|
Kendi kendini yok eden tüm güzel aşklara adadığı ‘’Her Aşk Biraz Kendinin Katilidir’’ isimli şiir kitabında karşılaştık ilk kez kalemi ile. Takibinde "Habertürk" gazetesi için hazırladığı ‘’Yara Bandı’’ isimli köşesinde her hafta yazıları ile buluşmaya da devam ettik. Takvimler 2004 yazını gösterdiğinde ikinci kitabı ‘’Alçı’’ ile bir kere daha yüreklerimizde hissedildi rengin Emre hali. Kendimizi sayfalarında bulabilmemiz için hepimizin bir nedeni vardı, ederi yine aşktı. Alçıya alınmış, tekrar eski yerine özenle yerleştirilmiş; hasarsız halini özleyen kırık bir kalp başka türlü atamazdı. Gerek çeşitli internet sitelerinde, gerek seçkin dergilerde şiirleri, yazıları yer almaya, okuyucu bulmaya devam ettikçe kendisi de kayıtsız kalmayacaktı ve arayı çok açmadan ‘’Sessiz Düet, Silahsız Düello…’’ ile yeniden çıkıp gelecekti karşımıza. Şiirleri ile düete, yazıları ile düelloya davet ediyordu bu kez bizleri; kim kayıtsız kalabilirdi ki? O günden bugüne yolculuğuna editörlük, yayın yönetmenliği gibi imzalar da ekledikten sonra sürprizlerle yeniden çaldı kapımızı Emre Kalcı. ‘’Kir’’ isimli yepyeni kitabı, iki ayrı kapak tasarımı ile Liman Yayıncılık etiketiyle raflarda yerini aldı. Yalnız bu kadar değil elbet karşılaşacağımız, devamını söyleşimizde okuyacaksınız. Yazar, kaldığı yerden aşkla devam ederken yoluna, aşkta bir ihtilal yapmaya hazır mısınız?
- Öncelikle yeni kitabın ‘’Kir’’ Liman Yayıncılık etiketi ile raflarda yerini aldı. Beraberinde ikinci kitabın olan ‘’Alçı’’ sürpriz ek bir bölümle ve onu takip eden ‘’Sessiz Düet, Silahsız Düello’’ isimli kitabın da yeni şiir ve yazılarla genişletilmiş bir şekilde ikinci baskısını yaptı. Bir kere en başa dönelim mi? Kaleminin gücüne, yazmanın konuşmaktan ve düşünmekten daha sahici olan yanına? Bir gün bir yerde nasıl başladı bu yolculuk?

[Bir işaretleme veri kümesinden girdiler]
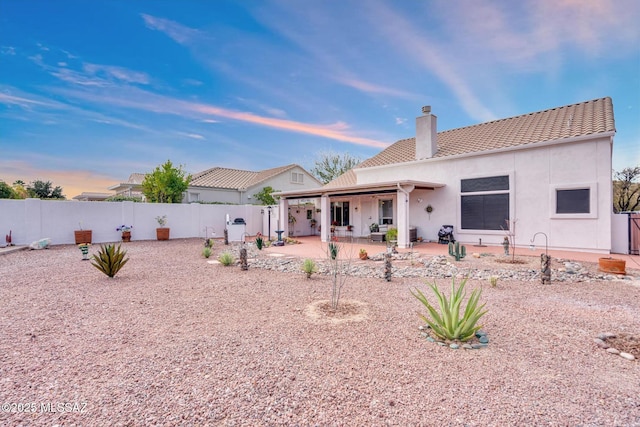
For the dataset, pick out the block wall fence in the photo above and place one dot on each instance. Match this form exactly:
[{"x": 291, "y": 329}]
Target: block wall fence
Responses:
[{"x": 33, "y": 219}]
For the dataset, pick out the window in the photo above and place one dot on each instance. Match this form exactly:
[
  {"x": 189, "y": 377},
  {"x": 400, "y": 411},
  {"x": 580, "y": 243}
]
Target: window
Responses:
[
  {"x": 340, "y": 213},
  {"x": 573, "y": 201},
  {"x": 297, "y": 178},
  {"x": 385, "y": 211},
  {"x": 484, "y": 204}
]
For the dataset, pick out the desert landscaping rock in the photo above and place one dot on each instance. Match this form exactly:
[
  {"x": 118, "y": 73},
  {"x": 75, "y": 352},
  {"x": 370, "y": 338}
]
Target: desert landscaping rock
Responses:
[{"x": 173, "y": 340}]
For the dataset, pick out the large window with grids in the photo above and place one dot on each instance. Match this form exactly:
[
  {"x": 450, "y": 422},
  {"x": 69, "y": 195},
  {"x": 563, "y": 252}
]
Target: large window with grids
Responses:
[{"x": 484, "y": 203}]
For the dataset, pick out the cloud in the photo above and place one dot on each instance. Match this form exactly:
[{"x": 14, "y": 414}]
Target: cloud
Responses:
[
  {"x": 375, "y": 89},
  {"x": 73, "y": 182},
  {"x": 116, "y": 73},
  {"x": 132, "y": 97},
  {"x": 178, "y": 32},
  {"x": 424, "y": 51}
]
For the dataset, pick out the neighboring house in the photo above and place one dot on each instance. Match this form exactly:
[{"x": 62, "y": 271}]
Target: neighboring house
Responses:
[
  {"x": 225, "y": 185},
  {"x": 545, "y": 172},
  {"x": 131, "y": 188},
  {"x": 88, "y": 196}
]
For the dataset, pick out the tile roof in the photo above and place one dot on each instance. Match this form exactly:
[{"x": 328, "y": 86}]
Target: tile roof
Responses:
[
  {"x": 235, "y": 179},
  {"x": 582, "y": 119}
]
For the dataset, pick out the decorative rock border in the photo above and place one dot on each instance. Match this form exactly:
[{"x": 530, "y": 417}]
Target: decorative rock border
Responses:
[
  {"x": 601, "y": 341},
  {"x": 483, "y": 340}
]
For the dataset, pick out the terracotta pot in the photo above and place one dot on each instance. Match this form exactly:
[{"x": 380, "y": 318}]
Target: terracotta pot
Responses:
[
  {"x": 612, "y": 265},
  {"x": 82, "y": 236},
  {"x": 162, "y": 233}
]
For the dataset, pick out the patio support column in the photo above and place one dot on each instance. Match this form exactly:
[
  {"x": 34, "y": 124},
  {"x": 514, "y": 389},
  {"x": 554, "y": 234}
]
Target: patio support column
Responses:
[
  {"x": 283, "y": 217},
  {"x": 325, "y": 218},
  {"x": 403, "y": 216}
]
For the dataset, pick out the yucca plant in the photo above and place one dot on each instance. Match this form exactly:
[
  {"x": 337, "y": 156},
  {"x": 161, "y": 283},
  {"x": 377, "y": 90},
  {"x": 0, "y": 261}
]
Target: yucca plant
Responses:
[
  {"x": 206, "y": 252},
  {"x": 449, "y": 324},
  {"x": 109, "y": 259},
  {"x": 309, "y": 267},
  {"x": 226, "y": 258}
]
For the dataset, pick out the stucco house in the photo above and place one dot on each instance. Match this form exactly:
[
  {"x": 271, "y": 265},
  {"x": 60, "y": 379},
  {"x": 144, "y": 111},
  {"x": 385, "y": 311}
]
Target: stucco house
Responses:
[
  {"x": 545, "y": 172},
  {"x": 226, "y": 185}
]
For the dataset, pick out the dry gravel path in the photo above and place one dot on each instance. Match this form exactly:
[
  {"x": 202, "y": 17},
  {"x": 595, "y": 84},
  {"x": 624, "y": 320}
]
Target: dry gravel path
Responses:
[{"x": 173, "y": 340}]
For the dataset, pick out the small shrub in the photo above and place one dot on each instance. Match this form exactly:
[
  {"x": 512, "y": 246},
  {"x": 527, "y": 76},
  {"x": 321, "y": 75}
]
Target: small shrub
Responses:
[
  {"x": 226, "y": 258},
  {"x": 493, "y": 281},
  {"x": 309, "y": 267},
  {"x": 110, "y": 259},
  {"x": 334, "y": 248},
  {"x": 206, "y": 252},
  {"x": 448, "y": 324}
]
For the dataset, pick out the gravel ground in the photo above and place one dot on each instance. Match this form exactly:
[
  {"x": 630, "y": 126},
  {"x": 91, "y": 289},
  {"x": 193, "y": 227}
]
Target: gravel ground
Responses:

**Alıştırma görevleri**
1: Emre Kalcı söyleşisinde "- Öncelikle yeni" sözcüklerini içeren ifadeyle başlayıp "başladı bu yolculuk?" ile biten bölümü aynen çıkarınız.
2: Emre Kalcı ile yapılan söyleşiyi, gösterilen son cümleden sonra gelecek şekilde sürdürünüz.

**Görev yanıtları**
1:
- Öncelikle yeni kitabın ‘’Kir’’ Liman Yayıncılık etiketi ile raflarda yerini aldı. Beraberinde ikinci kitabın olan ‘’Alçı’’ sürpriz ek bir bölümle ve onu takip eden ‘’Sessiz Düet, Silahsız Düello’’ isimli kitabın da yeni şiir ve yazılarla genişletilmiş bir şekilde ikinci baskısını yaptı. Bir kere en başa dönelim mi? Kaleminin gücüne, yazmanın konuşmaktan ve düşünmekten daha sahici olan yanına? Bir gün bir yerde nasıl başladı bu yolculuk?

2:
- Ben yazmanın bir gereklilikten doğduğuna inanıyorum Kadri. Yazmak insanın hayatında çok önemli şeylerin yerini alabiliyorsa sahici olabilir, aksi halde bir heves, bir kullanım alanı olmanın dışına çıkamaz. Ben kaleme sarılırken, bir gün sadece onunla yaşayacağımı da biliyordum... İlk kitabım "Her Aşk Biraz Kendinin Katilidir" ileride iletişim kurabileceğim insanlara ilk vaadim oldu. Onlar da benim elimden sıkıca tuttular. İlk lüksümü ilk kitabımda yaşadım... "Yaralıydım, yazdım, ne büyük şanstır ki okudular" diye özetlersem, ilk mucizem budur hayatta...
- Ardından çeşitli gazete ve dergiler için köşe yazarlığı ve editörlük yaptın ve yine çeşitli internet sitelerinde de şiirlerine ve yazılarına yer verdin. Bu süreci ve sana kattıklarını dinleyebilir miyiz beraberinde? Kaleminle yüreğinin buluştuğu noktaları kâğıda döktün hep… Peki okuyucu üzerinde nasıl bir etki buldu bu? Kendileri ile nasıl bir dostluk yaşadın sonra, o günden bugüne?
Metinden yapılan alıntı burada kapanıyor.